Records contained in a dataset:
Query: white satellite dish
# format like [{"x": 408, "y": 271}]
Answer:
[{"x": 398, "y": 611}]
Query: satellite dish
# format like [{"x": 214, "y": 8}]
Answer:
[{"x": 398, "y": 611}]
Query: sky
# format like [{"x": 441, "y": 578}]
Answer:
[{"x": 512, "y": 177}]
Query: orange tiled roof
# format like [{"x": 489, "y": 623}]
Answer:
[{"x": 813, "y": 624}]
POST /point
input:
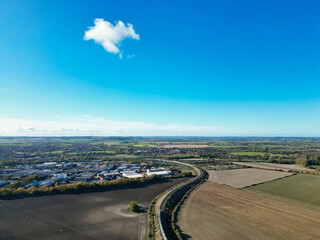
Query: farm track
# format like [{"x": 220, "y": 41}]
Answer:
[
  {"x": 214, "y": 211},
  {"x": 98, "y": 215}
]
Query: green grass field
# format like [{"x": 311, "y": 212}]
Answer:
[
  {"x": 254, "y": 154},
  {"x": 249, "y": 153},
  {"x": 302, "y": 187}
]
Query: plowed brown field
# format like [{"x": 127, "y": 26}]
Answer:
[{"x": 214, "y": 211}]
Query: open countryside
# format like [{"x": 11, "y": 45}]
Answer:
[
  {"x": 214, "y": 211},
  {"x": 302, "y": 187}
]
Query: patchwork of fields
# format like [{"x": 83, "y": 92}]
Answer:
[
  {"x": 304, "y": 188},
  {"x": 275, "y": 166},
  {"x": 214, "y": 211},
  {"x": 240, "y": 178}
]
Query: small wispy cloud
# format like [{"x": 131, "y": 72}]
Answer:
[{"x": 110, "y": 36}]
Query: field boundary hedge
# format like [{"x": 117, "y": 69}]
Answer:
[{"x": 171, "y": 204}]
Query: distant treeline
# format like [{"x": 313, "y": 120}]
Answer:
[{"x": 15, "y": 190}]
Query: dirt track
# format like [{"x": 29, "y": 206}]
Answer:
[
  {"x": 214, "y": 211},
  {"x": 99, "y": 215}
]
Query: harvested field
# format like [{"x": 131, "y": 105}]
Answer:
[
  {"x": 240, "y": 178},
  {"x": 214, "y": 211},
  {"x": 98, "y": 215},
  {"x": 184, "y": 146},
  {"x": 304, "y": 188},
  {"x": 275, "y": 166}
]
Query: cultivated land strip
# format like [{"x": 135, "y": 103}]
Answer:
[
  {"x": 214, "y": 211},
  {"x": 168, "y": 204},
  {"x": 241, "y": 178},
  {"x": 275, "y": 166}
]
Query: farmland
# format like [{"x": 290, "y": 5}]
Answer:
[
  {"x": 274, "y": 166},
  {"x": 240, "y": 178},
  {"x": 302, "y": 187},
  {"x": 99, "y": 215},
  {"x": 214, "y": 211}
]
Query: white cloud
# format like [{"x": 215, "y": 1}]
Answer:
[
  {"x": 110, "y": 36},
  {"x": 96, "y": 126}
]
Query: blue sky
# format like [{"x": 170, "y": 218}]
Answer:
[{"x": 209, "y": 68}]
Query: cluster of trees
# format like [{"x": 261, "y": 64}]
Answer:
[
  {"x": 73, "y": 188},
  {"x": 134, "y": 207}
]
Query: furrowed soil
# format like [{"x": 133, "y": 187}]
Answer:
[
  {"x": 98, "y": 215},
  {"x": 214, "y": 211}
]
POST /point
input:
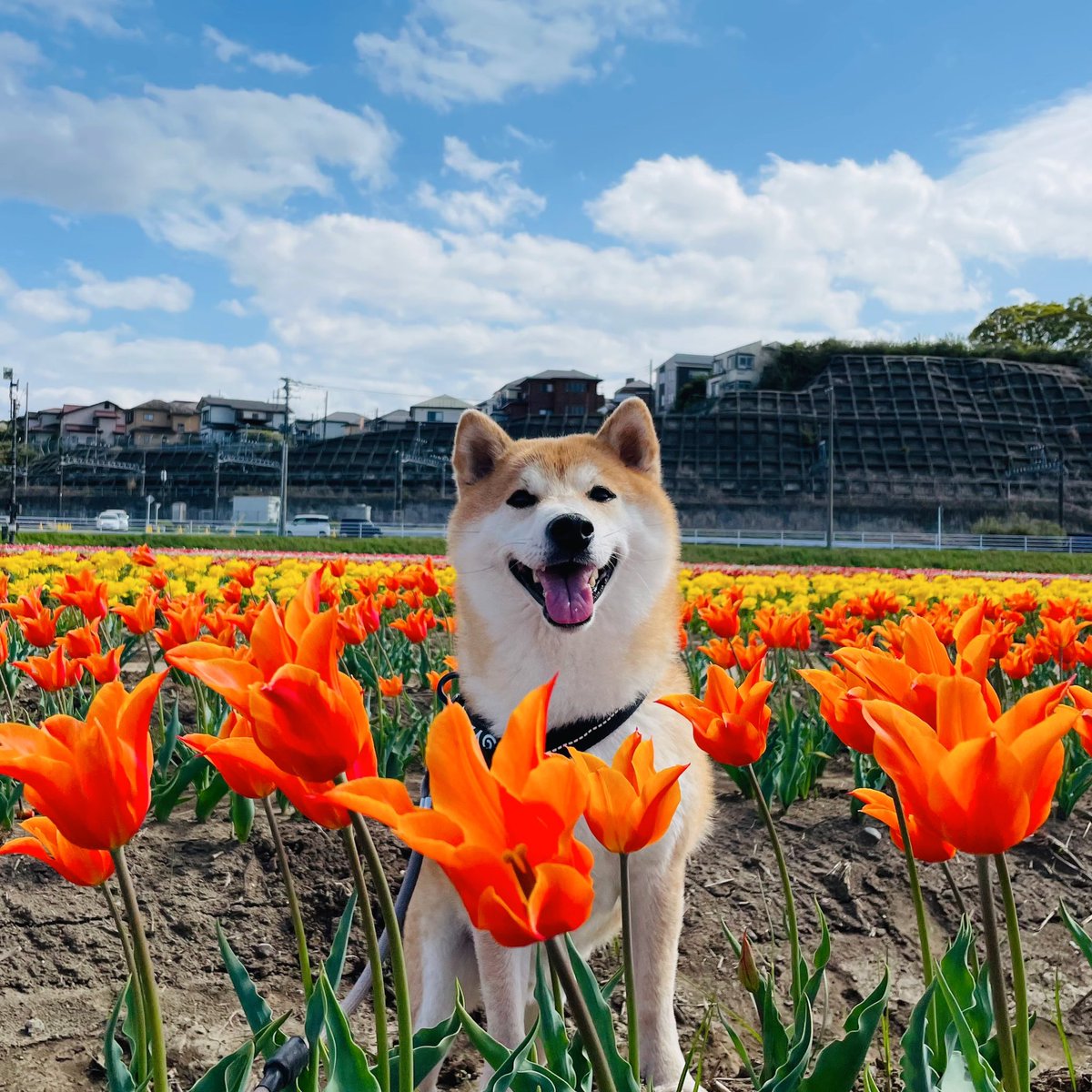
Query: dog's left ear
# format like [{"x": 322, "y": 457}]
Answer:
[{"x": 631, "y": 432}]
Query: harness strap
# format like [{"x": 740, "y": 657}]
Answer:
[{"x": 582, "y": 734}]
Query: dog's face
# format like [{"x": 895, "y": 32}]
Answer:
[{"x": 566, "y": 530}]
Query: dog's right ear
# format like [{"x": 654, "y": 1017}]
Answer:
[{"x": 480, "y": 443}]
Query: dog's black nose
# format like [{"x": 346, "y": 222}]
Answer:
[{"x": 571, "y": 533}]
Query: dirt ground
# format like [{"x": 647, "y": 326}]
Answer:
[{"x": 60, "y": 966}]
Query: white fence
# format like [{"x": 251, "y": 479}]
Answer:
[{"x": 896, "y": 540}]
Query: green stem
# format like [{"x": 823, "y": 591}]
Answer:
[
  {"x": 401, "y": 980},
  {"x": 915, "y": 890},
  {"x": 147, "y": 972},
  {"x": 1019, "y": 976},
  {"x": 140, "y": 1015},
  {"x": 371, "y": 940},
  {"x": 786, "y": 887},
  {"x": 560, "y": 962},
  {"x": 627, "y": 956},
  {"x": 289, "y": 887},
  {"x": 1010, "y": 1077}
]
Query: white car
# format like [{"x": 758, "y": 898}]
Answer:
[
  {"x": 113, "y": 519},
  {"x": 309, "y": 525}
]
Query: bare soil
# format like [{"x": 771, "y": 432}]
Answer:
[{"x": 60, "y": 966}]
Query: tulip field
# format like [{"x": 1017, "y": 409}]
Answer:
[{"x": 210, "y": 769}]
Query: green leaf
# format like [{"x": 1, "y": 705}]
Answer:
[
  {"x": 492, "y": 1052},
  {"x": 917, "y": 1071},
  {"x": 210, "y": 796},
  {"x": 554, "y": 1036},
  {"x": 348, "y": 1068},
  {"x": 602, "y": 1019},
  {"x": 1082, "y": 940},
  {"x": 230, "y": 1074},
  {"x": 255, "y": 1009},
  {"x": 977, "y": 1068},
  {"x": 165, "y": 753},
  {"x": 839, "y": 1063},
  {"x": 118, "y": 1078},
  {"x": 336, "y": 961},
  {"x": 243, "y": 816},
  {"x": 430, "y": 1047}
]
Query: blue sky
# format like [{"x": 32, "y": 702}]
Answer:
[{"x": 410, "y": 197}]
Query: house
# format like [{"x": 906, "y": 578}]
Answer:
[
  {"x": 331, "y": 427},
  {"x": 632, "y": 389},
  {"x": 442, "y": 409},
  {"x": 157, "y": 423},
  {"x": 228, "y": 420},
  {"x": 99, "y": 425},
  {"x": 740, "y": 369},
  {"x": 383, "y": 423},
  {"x": 566, "y": 393},
  {"x": 675, "y": 374}
]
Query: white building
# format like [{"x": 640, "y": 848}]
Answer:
[
  {"x": 443, "y": 410},
  {"x": 740, "y": 369},
  {"x": 675, "y": 372}
]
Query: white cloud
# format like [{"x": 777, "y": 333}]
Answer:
[
  {"x": 178, "y": 153},
  {"x": 228, "y": 50},
  {"x": 46, "y": 305},
  {"x": 500, "y": 200},
  {"x": 96, "y": 15},
  {"x": 132, "y": 294},
  {"x": 450, "y": 52}
]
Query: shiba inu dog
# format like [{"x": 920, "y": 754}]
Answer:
[{"x": 567, "y": 554}]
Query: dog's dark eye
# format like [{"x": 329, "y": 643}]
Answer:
[{"x": 522, "y": 500}]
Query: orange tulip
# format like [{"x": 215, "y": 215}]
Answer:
[
  {"x": 840, "y": 698},
  {"x": 390, "y": 687},
  {"x": 140, "y": 617},
  {"x": 92, "y": 779},
  {"x": 83, "y": 642},
  {"x": 46, "y": 844},
  {"x": 142, "y": 555},
  {"x": 104, "y": 667},
  {"x": 416, "y": 625},
  {"x": 722, "y": 618},
  {"x": 631, "y": 805},
  {"x": 980, "y": 782},
  {"x": 54, "y": 672},
  {"x": 925, "y": 844},
  {"x": 82, "y": 591},
  {"x": 730, "y": 723},
  {"x": 784, "y": 631},
  {"x": 503, "y": 834},
  {"x": 308, "y": 716}
]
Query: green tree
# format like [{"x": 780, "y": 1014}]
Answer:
[{"x": 1038, "y": 326}]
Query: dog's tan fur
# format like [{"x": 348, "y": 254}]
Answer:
[{"x": 629, "y": 647}]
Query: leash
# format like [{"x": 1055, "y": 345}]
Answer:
[{"x": 288, "y": 1062}]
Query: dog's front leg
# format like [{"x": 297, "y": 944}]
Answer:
[
  {"x": 656, "y": 916},
  {"x": 505, "y": 980}
]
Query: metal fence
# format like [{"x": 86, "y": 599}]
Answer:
[{"x": 874, "y": 540}]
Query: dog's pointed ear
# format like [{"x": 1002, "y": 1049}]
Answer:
[
  {"x": 631, "y": 432},
  {"x": 480, "y": 443}
]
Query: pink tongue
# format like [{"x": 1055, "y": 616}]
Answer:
[{"x": 568, "y": 598}]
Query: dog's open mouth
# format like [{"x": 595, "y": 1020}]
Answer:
[{"x": 568, "y": 591}]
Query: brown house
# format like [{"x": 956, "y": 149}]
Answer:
[
  {"x": 157, "y": 423},
  {"x": 565, "y": 393}
]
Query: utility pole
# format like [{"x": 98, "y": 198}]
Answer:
[
  {"x": 12, "y": 502},
  {"x": 282, "y": 517},
  {"x": 830, "y": 469}
]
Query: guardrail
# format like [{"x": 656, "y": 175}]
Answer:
[{"x": 700, "y": 536}]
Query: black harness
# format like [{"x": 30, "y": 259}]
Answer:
[{"x": 582, "y": 734}]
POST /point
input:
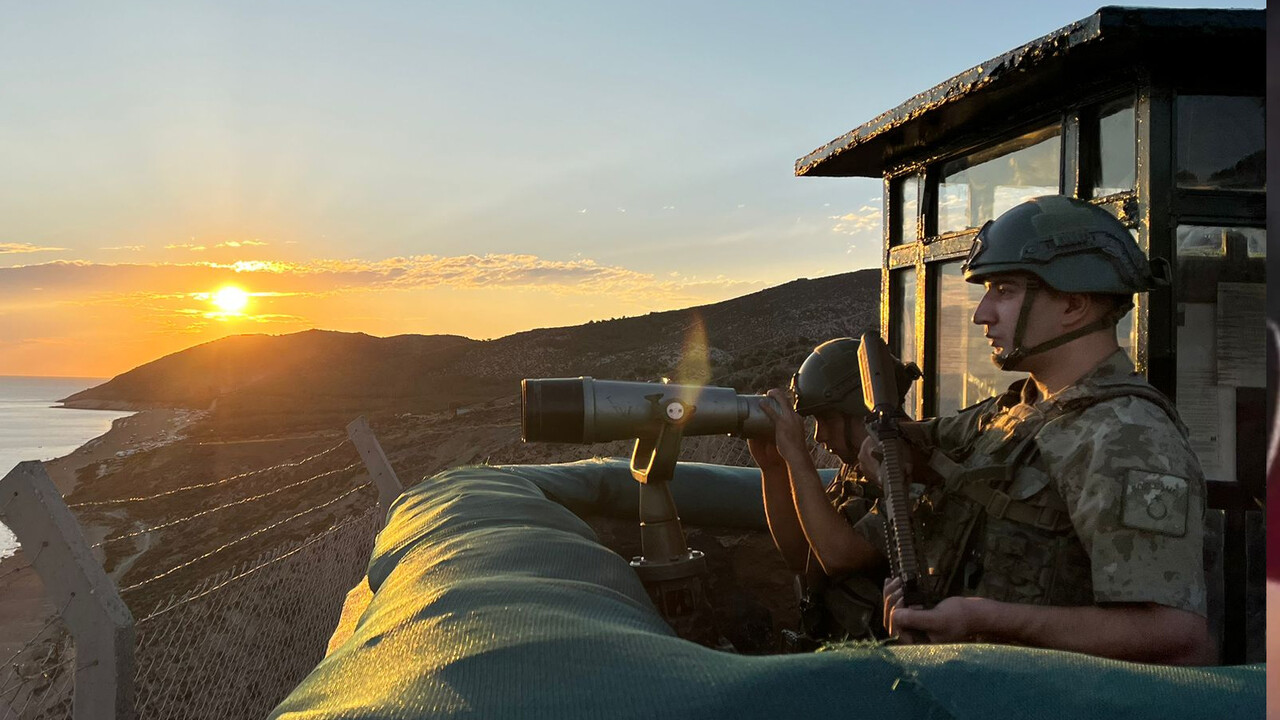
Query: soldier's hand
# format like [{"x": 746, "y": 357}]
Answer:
[
  {"x": 955, "y": 619},
  {"x": 787, "y": 427},
  {"x": 764, "y": 451}
]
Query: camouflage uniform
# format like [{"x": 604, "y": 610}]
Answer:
[
  {"x": 848, "y": 606},
  {"x": 1093, "y": 496}
]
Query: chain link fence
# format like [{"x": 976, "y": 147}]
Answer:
[{"x": 234, "y": 646}]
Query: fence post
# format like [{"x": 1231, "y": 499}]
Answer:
[
  {"x": 375, "y": 460},
  {"x": 97, "y": 618}
]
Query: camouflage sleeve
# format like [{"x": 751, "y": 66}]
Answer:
[
  {"x": 951, "y": 432},
  {"x": 1136, "y": 495}
]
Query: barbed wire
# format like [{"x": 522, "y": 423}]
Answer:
[
  {"x": 53, "y": 619},
  {"x": 59, "y": 682},
  {"x": 242, "y": 501},
  {"x": 242, "y": 475},
  {"x": 14, "y": 570},
  {"x": 302, "y": 546},
  {"x": 255, "y": 533},
  {"x": 7, "y": 502}
]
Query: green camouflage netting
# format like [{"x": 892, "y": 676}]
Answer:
[{"x": 493, "y": 601}]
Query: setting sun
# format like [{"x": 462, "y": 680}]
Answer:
[{"x": 231, "y": 300}]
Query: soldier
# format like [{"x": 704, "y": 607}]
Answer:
[
  {"x": 1066, "y": 513},
  {"x": 840, "y": 572}
]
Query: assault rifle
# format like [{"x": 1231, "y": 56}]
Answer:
[{"x": 881, "y": 393}]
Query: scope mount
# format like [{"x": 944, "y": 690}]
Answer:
[{"x": 673, "y": 574}]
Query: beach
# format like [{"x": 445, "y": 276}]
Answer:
[{"x": 24, "y": 610}]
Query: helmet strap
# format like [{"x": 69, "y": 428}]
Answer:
[{"x": 1009, "y": 361}]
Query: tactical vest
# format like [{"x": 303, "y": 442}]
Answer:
[
  {"x": 848, "y": 607},
  {"x": 997, "y": 527}
]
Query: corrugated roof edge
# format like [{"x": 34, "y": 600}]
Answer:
[{"x": 1107, "y": 23}]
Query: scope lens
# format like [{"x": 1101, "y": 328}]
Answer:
[{"x": 552, "y": 410}]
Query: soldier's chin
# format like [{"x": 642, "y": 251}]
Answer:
[{"x": 1002, "y": 361}]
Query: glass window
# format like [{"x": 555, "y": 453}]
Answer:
[
  {"x": 1115, "y": 163},
  {"x": 1220, "y": 290},
  {"x": 906, "y": 194},
  {"x": 965, "y": 373},
  {"x": 1220, "y": 142},
  {"x": 903, "y": 332},
  {"x": 978, "y": 187}
]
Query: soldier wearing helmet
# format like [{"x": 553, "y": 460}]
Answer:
[
  {"x": 1068, "y": 511},
  {"x": 840, "y": 570}
]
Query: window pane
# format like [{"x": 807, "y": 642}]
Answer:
[
  {"x": 903, "y": 336},
  {"x": 978, "y": 187},
  {"x": 1116, "y": 156},
  {"x": 1220, "y": 142},
  {"x": 965, "y": 373},
  {"x": 1221, "y": 337},
  {"x": 906, "y": 210}
]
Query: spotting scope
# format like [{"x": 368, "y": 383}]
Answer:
[{"x": 586, "y": 410}]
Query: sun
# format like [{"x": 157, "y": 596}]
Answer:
[{"x": 231, "y": 300}]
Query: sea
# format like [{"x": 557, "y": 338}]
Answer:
[{"x": 32, "y": 425}]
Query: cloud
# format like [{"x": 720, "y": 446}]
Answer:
[
  {"x": 8, "y": 247},
  {"x": 865, "y": 219},
  {"x": 241, "y": 244},
  {"x": 167, "y": 281}
]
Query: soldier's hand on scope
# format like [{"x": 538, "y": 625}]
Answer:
[{"x": 787, "y": 427}]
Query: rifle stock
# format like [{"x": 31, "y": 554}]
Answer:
[{"x": 882, "y": 395}]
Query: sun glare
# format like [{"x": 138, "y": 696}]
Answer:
[{"x": 231, "y": 300}]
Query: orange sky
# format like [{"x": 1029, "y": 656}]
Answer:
[{"x": 88, "y": 319}]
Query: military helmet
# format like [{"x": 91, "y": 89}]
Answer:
[
  {"x": 1070, "y": 245},
  {"x": 830, "y": 379}
]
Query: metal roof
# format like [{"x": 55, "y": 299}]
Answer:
[{"x": 1086, "y": 51}]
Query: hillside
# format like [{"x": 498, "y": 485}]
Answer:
[
  {"x": 265, "y": 404},
  {"x": 319, "y": 377}
]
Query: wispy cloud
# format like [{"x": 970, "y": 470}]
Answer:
[
  {"x": 10, "y": 247},
  {"x": 324, "y": 277},
  {"x": 241, "y": 244},
  {"x": 865, "y": 219}
]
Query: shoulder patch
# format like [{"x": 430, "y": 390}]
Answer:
[{"x": 1155, "y": 502}]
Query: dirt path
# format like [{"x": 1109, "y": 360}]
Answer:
[{"x": 23, "y": 609}]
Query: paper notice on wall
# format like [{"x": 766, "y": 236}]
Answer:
[{"x": 1242, "y": 335}]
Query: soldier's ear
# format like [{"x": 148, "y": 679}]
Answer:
[{"x": 1079, "y": 308}]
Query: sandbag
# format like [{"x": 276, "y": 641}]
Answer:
[{"x": 493, "y": 601}]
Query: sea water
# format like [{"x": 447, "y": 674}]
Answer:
[{"x": 33, "y": 428}]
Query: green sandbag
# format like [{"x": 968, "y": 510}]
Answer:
[
  {"x": 492, "y": 601},
  {"x": 705, "y": 495}
]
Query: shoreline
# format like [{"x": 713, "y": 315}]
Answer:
[{"x": 23, "y": 609}]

> About this task
Look through the records and give only the number of lines where the string "dirt" appears.

> Answer to this task
3